>> start Passage

Tuesday, February 1, 2011

Devil's Advocate

When I woke up on this glorious February morning Mt. Hood was sitting on the pink tinged horizon like a delicious mound of ice cream. Now the sun is streaming into my basement studio and I can see blue sky all around. On such a beautiful day, why am I depressed?

Yesterday was one of those days filled with little reminders that I am not part of the main stream. I have always seen the world differently than many of the people I come in contact with. The latest example of me as a misfit started yesterday morning when two email exchanges collided in my inbox. One about the benefits of a devil's advocate to a group engaged in problem solving and the other a conversation about kids and college choices.

The first message came with a link to an article about a 1966 study by Kenneth Boulding that brought groups together for problem solving. A devil's advocate was planted in half of the groups. "What Boulding discovered, was that the teams having a devil's advocate all performed significantly better in their tasks, and produced multiple options for successfully solving a problem."

In the kids and college correspondence we were talking about the difficulties surrounding the decision our children have to make about which college to attend. There are many variables to consider such as lessening the huge financial burden by choosing an in-state public school and how far away from home is too far.

I shared some anecdotes about our three children's decision making process and my view that often the academics are very similar from one institution to another so it is the opportunity for new experiences and new people that might set one school apart. How can an 18 year old make an informed decision about a career without some life experience under their belt? One of our children wanted to be a doctor and now teaches high school physics. Another changed her major from graphic design to theater design in the first week of school. Only one has stuck with his desire to be a film director although he did seriously consider acting.

The response from my friend took me by surprise.

>> end Passage

Required task 1: Duplicate the blog post from "Tuesday, February 1, 2011" up to and including "and college choices.".

>> start Data for processing

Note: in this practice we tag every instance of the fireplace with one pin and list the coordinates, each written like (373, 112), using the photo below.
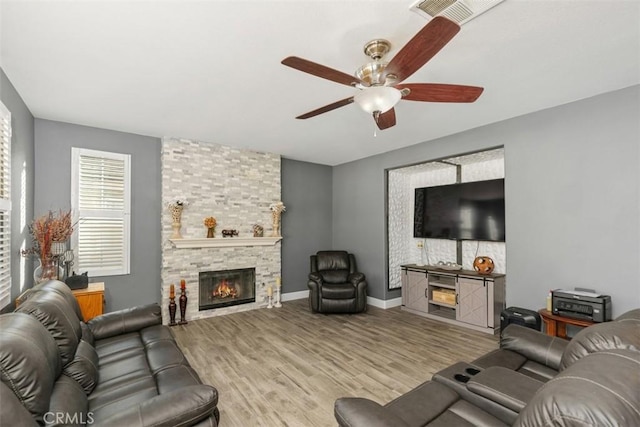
(225, 288)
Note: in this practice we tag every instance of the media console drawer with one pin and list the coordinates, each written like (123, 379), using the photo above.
(445, 296)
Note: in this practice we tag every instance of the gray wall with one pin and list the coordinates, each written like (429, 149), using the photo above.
(53, 192)
(22, 172)
(306, 225)
(572, 199)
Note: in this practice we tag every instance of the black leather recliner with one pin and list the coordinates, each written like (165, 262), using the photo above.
(335, 285)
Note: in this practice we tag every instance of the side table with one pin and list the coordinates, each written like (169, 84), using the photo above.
(91, 300)
(556, 326)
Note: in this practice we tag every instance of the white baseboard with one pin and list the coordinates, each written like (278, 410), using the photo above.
(375, 302)
(290, 296)
(390, 303)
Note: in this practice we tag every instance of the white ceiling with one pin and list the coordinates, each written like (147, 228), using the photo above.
(210, 70)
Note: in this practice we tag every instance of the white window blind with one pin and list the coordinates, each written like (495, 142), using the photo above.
(5, 206)
(100, 195)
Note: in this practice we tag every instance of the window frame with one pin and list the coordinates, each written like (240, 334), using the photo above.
(78, 214)
(5, 206)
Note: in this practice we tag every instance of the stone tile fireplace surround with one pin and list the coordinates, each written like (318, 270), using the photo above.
(234, 186)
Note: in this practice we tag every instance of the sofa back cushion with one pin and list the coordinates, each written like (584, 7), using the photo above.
(53, 311)
(600, 389)
(29, 361)
(84, 367)
(65, 291)
(599, 337)
(333, 266)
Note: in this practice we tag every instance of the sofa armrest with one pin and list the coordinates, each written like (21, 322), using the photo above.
(355, 278)
(182, 407)
(124, 321)
(534, 345)
(504, 386)
(316, 278)
(359, 412)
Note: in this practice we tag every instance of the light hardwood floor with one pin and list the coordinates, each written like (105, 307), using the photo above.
(287, 366)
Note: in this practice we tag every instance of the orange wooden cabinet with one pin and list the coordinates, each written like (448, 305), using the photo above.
(91, 300)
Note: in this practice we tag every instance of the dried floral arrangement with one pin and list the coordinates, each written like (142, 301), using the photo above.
(210, 222)
(47, 229)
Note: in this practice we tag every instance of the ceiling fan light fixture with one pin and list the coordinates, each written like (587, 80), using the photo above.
(377, 98)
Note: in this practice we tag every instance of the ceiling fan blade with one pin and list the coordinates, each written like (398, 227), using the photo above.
(436, 92)
(322, 71)
(327, 108)
(385, 120)
(421, 48)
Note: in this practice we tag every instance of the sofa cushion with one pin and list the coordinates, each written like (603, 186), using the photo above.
(334, 276)
(87, 335)
(125, 321)
(117, 347)
(13, 412)
(184, 407)
(175, 378)
(602, 336)
(116, 400)
(332, 260)
(164, 354)
(600, 389)
(341, 291)
(69, 405)
(84, 367)
(29, 361)
(53, 311)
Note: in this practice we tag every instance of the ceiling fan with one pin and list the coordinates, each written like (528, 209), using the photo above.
(380, 82)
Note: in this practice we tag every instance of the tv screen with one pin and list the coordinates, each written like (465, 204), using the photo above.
(466, 211)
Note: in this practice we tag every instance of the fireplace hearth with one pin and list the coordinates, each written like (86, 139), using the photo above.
(224, 288)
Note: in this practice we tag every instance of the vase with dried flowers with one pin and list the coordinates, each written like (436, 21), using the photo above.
(50, 233)
(176, 208)
(210, 222)
(276, 213)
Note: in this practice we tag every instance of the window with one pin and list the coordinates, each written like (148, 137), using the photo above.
(101, 202)
(5, 206)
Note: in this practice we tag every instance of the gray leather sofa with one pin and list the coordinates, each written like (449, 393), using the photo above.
(532, 380)
(335, 285)
(120, 369)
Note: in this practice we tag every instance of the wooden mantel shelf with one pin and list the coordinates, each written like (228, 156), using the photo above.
(224, 242)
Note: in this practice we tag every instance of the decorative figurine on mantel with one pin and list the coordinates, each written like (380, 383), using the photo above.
(210, 222)
(276, 212)
(175, 208)
(172, 306)
(183, 302)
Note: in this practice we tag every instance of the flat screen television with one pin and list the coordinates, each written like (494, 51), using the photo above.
(466, 211)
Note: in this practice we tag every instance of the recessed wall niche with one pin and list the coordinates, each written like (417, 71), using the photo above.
(403, 247)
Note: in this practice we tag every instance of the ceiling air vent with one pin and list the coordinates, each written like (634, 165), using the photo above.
(460, 11)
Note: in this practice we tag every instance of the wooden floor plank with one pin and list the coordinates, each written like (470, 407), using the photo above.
(287, 366)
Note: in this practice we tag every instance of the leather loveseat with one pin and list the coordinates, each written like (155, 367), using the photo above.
(532, 380)
(120, 369)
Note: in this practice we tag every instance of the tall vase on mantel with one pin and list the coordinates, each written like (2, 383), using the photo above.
(175, 208)
(276, 213)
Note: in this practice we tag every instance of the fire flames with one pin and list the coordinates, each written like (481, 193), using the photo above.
(225, 290)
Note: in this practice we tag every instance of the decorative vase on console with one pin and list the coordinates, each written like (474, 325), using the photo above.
(47, 270)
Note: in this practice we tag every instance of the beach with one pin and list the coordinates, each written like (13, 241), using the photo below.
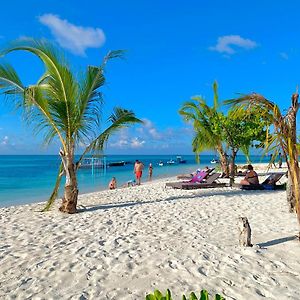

>> end Data for processing

Required task 2: Report how many lines of the rows contain the string "wooden", with case counting. Give the number alone.

Final answer 1:
Tuesday, February 1, 2011

Devil's Advocate

When I woke up on this glorious February morning Mt. Hood was sitting on the pink tinged horizon like a delicious mound of ice cream. Now the sun is streaming into my basement studio and I can see blue sky all around. On such a beautiful day, why am I depressed?

Yesterday was one of those days filled with little reminders that I am not part of the main stream. I have always seen the world differently than many of the people I come in contact with. The latest example of me as a misfit started yesterday morning when two email exchanges collided in my inbox. One about the benefits of a devil's advocate to a group engaged in problem solving and the other a conversation about kids and college choices.

Final answer 2: 3